[begin Given entries]

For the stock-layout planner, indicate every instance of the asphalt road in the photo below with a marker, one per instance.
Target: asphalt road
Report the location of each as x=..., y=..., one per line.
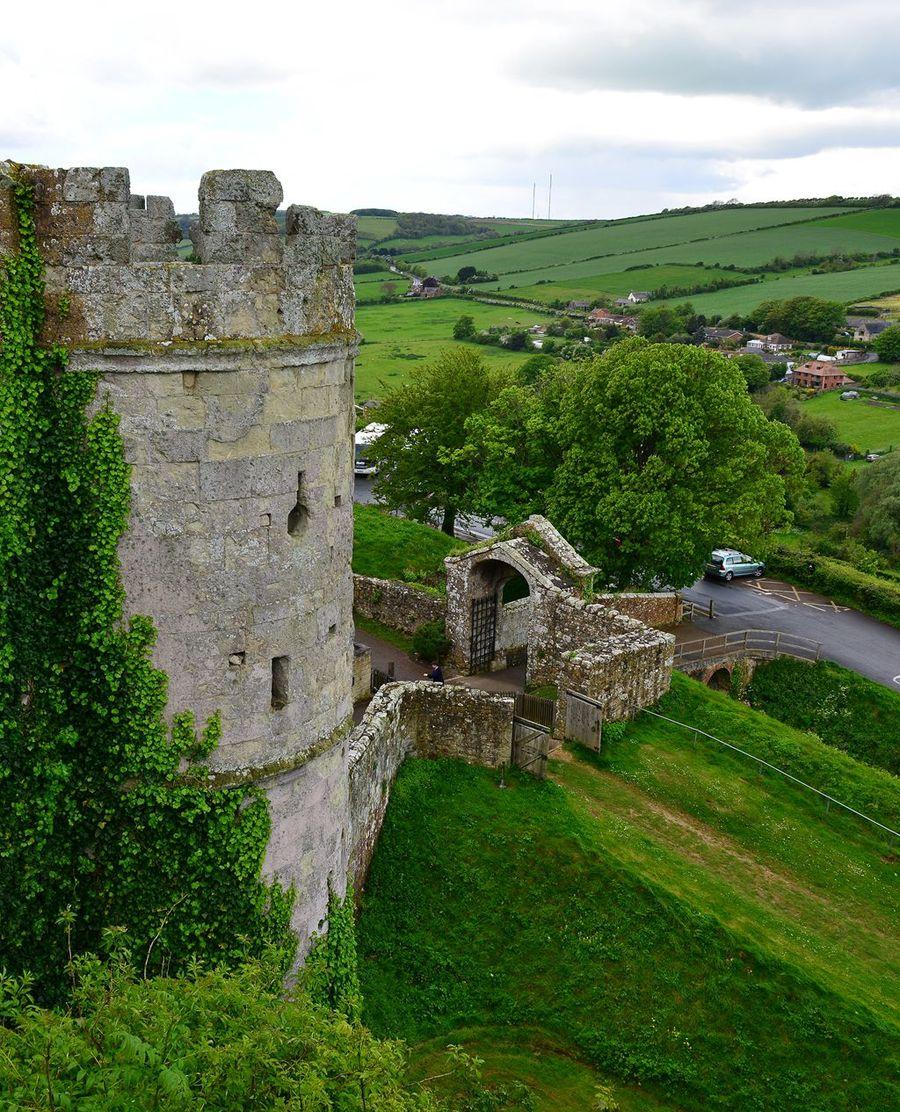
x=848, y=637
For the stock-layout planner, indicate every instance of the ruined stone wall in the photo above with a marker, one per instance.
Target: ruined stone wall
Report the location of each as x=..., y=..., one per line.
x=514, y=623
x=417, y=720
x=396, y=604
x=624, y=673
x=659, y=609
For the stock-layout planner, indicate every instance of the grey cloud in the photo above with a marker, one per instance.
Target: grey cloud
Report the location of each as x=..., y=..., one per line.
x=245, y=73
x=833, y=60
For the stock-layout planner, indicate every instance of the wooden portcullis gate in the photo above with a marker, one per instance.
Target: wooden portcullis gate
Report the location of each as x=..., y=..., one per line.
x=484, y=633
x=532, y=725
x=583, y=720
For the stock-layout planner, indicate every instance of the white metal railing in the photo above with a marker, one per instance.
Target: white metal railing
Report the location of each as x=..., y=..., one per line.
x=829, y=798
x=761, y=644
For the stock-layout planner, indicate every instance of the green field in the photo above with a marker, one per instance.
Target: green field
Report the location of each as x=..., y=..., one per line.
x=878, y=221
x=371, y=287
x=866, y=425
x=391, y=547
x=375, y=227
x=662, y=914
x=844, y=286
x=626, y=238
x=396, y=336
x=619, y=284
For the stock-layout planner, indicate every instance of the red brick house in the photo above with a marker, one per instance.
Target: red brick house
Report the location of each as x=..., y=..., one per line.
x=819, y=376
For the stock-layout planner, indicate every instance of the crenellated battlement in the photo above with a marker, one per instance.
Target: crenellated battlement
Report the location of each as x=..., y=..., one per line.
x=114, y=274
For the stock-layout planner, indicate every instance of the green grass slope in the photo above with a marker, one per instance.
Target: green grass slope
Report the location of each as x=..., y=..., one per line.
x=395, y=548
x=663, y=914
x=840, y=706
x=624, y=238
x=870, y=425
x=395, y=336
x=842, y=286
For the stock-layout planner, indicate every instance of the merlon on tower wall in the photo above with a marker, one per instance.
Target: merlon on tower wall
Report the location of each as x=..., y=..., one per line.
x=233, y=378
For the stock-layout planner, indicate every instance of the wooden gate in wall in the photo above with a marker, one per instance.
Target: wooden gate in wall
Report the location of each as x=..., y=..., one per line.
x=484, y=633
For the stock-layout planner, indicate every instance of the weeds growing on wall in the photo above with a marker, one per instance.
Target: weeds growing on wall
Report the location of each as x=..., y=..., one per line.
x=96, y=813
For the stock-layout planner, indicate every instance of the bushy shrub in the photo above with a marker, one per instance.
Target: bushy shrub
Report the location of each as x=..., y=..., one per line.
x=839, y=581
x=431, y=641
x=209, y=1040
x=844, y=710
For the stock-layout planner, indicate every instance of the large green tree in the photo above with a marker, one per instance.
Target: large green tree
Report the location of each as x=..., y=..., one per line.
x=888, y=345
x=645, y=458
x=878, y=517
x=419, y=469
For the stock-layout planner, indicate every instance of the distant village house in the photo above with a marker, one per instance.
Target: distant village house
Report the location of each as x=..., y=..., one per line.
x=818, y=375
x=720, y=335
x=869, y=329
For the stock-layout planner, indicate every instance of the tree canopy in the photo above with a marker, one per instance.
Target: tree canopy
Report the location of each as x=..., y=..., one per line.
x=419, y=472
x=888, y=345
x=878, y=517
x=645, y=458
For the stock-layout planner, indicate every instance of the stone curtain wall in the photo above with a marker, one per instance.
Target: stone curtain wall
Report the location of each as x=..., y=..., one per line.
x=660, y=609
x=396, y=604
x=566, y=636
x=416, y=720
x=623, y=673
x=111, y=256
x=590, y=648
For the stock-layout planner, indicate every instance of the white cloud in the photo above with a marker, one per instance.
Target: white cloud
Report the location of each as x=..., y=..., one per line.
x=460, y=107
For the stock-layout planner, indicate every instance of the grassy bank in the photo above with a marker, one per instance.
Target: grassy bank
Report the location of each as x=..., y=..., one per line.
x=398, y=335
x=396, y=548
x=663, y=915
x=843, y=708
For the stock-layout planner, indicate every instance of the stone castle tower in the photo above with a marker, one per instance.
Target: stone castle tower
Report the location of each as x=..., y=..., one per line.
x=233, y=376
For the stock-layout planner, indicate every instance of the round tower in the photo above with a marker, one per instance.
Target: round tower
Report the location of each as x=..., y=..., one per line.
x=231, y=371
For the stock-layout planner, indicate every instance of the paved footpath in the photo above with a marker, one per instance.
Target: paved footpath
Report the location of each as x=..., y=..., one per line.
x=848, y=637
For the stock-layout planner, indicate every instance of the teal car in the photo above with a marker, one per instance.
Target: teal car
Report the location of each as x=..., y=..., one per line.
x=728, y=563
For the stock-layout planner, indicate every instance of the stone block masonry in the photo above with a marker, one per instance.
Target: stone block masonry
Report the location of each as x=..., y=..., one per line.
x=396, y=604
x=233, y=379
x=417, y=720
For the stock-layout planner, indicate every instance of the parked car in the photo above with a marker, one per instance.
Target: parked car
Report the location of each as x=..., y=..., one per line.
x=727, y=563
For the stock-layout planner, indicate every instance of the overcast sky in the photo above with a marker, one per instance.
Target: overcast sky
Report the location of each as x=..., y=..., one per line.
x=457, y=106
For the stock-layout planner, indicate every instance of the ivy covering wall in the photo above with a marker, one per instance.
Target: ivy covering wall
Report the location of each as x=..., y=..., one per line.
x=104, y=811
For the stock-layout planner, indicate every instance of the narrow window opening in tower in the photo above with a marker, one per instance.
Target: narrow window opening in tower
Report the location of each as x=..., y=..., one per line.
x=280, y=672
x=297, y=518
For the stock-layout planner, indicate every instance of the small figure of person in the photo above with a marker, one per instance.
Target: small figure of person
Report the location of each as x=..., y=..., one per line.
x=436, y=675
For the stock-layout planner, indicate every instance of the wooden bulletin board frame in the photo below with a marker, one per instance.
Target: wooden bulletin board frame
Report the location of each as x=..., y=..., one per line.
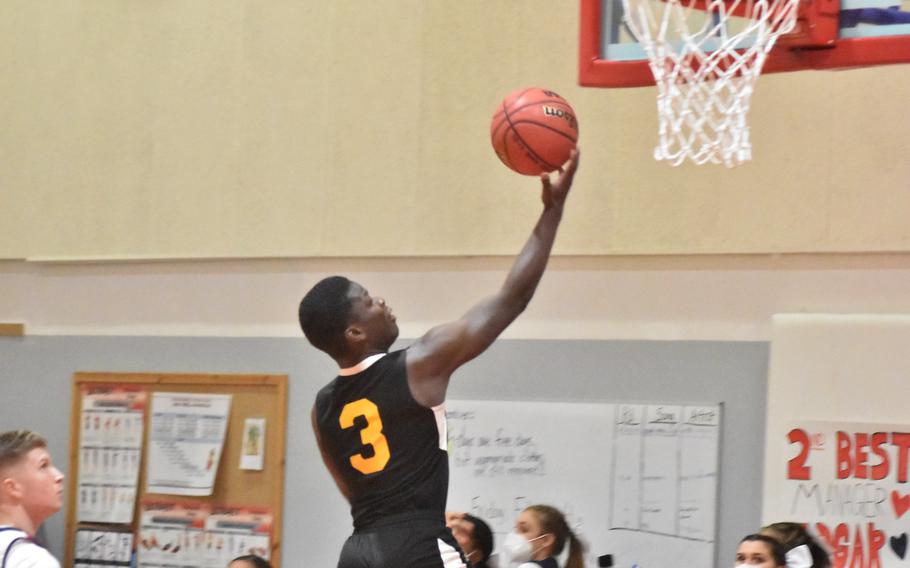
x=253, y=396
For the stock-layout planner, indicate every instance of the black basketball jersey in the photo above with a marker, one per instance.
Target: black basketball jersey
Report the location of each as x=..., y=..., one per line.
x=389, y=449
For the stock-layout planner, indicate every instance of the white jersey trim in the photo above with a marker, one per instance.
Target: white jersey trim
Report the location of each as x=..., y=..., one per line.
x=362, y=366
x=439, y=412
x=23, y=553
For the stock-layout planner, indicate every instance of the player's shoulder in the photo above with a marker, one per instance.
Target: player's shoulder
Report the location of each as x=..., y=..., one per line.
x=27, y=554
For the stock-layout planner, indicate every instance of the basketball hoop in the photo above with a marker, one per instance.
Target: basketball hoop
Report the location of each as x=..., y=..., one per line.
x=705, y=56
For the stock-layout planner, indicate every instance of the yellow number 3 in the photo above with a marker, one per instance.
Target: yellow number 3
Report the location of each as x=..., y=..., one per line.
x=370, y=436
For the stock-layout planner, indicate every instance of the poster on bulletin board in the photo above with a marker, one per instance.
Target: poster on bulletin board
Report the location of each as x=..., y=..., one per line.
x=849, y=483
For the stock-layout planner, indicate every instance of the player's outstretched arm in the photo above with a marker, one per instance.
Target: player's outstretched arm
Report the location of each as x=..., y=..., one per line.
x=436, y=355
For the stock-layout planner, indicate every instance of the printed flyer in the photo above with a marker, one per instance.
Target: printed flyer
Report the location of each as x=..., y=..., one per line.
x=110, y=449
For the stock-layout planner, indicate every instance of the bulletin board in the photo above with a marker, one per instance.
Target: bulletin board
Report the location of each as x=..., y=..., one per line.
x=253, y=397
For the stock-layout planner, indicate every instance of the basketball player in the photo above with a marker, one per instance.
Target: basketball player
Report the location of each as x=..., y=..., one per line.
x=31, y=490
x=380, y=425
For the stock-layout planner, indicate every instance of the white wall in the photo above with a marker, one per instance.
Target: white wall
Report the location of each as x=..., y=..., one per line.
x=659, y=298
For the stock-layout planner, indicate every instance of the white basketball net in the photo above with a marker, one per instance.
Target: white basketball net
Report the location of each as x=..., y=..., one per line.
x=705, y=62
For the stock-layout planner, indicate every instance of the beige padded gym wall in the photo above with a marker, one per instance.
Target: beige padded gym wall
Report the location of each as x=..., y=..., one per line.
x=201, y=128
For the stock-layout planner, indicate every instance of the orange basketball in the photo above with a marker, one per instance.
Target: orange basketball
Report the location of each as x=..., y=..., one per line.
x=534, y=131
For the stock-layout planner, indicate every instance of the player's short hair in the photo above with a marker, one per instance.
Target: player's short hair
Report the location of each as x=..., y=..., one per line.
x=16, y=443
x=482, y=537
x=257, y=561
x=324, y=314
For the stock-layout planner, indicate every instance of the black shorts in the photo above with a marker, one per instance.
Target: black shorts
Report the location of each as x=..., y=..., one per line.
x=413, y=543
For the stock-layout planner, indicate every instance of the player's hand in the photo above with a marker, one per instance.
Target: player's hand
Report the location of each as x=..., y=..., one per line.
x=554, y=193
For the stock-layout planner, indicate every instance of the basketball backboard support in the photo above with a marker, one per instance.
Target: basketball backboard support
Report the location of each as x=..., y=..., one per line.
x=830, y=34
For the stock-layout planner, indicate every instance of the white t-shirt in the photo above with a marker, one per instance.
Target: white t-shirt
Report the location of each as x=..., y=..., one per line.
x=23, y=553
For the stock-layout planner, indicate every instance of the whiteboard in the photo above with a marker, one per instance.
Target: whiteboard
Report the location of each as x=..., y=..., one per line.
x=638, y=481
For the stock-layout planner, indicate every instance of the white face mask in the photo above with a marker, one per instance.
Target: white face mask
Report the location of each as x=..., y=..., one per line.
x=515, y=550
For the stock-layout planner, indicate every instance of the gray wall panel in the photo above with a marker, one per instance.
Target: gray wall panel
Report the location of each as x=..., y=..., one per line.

[end Given entries]

- Problem to work on
Return the lines exactly, starting with the line containing "of the parked" and going on through the line containing "x=389, y=449", both included. Leave the pictures out.

- The completed task
For the stock-layout planner, indicate every instance of the parked car in the photo above with a marker, one per instance.
Target: parked car
Report the location of each as x=..., y=..., one per line.
x=727, y=563
For the stock-layout planner, indicate every instance of the overcast sky in the photo above with a marker, one per instance.
Target: overcast sky
Report the location of each as x=..., y=..., one per line.
x=457, y=106
For the stock-layout planner, indicate every instance of the ivy covering wall in the photo above with a marker, one per instance.
Target: ivy covering wall
Report the location of each as x=..., y=..., one per line.
x=104, y=811
For the stock-layout planner, indicate every instance of the narrow window opening in tower in the photo above with a marker, one per instance.
Target: narrow window opening in tower
Report the location of each as x=..., y=..., one per line.
x=280, y=672
x=297, y=518
For the stock-layout planner, indicate every instance of the small figure of person in the photo above with a marker, one per instance.
Target: small figure of person
Report the location of each as x=..., y=..., one per line.
x=436, y=675
For the stock-layout planner, indicate every instance of the wooden bulletin board frame in the photo below with a marker, one per instance.
Target: wooden bulletin board frame
Report the location of each as x=..., y=..., one per line.
x=253, y=396
For the stock-layout planner, indicate every instance of the black basketball jersey in the photo above with a marker, one per instance.
Target: black basketball jersey
Report the location of each as x=..., y=..., one per line.
x=389, y=449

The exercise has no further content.